* _TASK GOAL_
Carry on the piece about using Mac OS X Lion at work, starting right after its last sentence.

── SELECTED TEXT ──

Mac OS X Lion and Your Business — Can They Work Together?

So the big news last month was that a new big cat tore onto the scene. That new cat would be the next major iteration of OS X, called Lion, and the scene would be the Mac! I’m super pumped to load it up on my Mac and take it for a spin. But the question that arises often with these major releases is: “Is it ready to be used in my office?” Or, just as relevant, “may I rely on it for my mission-critical projects or my livelihood?”

Download and installation of OS X Lion went pretty smoothly without any major hiccups. However, the machine on which I installed Lion was my personal MacBook Pro. I use this computer occasionally for work-related activity, relegating the tried and true previous OS X version, Snow Leopard, to the remaining Macs at my office. There are several reasons for this.

First, I don’t know how well the new OS works in everyday use. As with any office, there are numerous employees that are expected to get their work done with an acceptable level of quality and within a certain period of time. Can that be accomplished on a completely new operating system that boasts 250+ new end user features? A lot of those new features also deal with how you navigate among and interact with your data and files.

───
── MATERIAL PROVIDED ──

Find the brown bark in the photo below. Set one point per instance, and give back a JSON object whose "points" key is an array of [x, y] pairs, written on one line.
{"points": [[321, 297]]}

───

* _RESPONSE BOX_
Second, not all of my mission-critical applications that are required for my business to function are compatible with OS X Lion. My practice management software, MacPractice, in particular falls into this category. I’m sure MacPractice developers are working hard on a compatible version as we speak but, at this point, treating my patients and serving my community and my referring doctors is of paramount importance and those things would not currently be possible on Lion. Time will also allow third-party developers to prepare and upgrade their apps to run well on Lion.

Third, learning the ins and outs of the Lion is incredibly important to me as a business owner because I need to know how to address any issues that may arise and threaten to decrease the productivity of my business.

Lastly, since quality patient care and my livelihood are dependent on my computer systems functioning optimally, I feel that Lion, just like any new operating system, should be given the opportunity to be used for some time by other Mac users in general so Apple and third-party developers can work out the kinks before subjecting my staff, patients and myself to the new roaring OS X feline, Lion.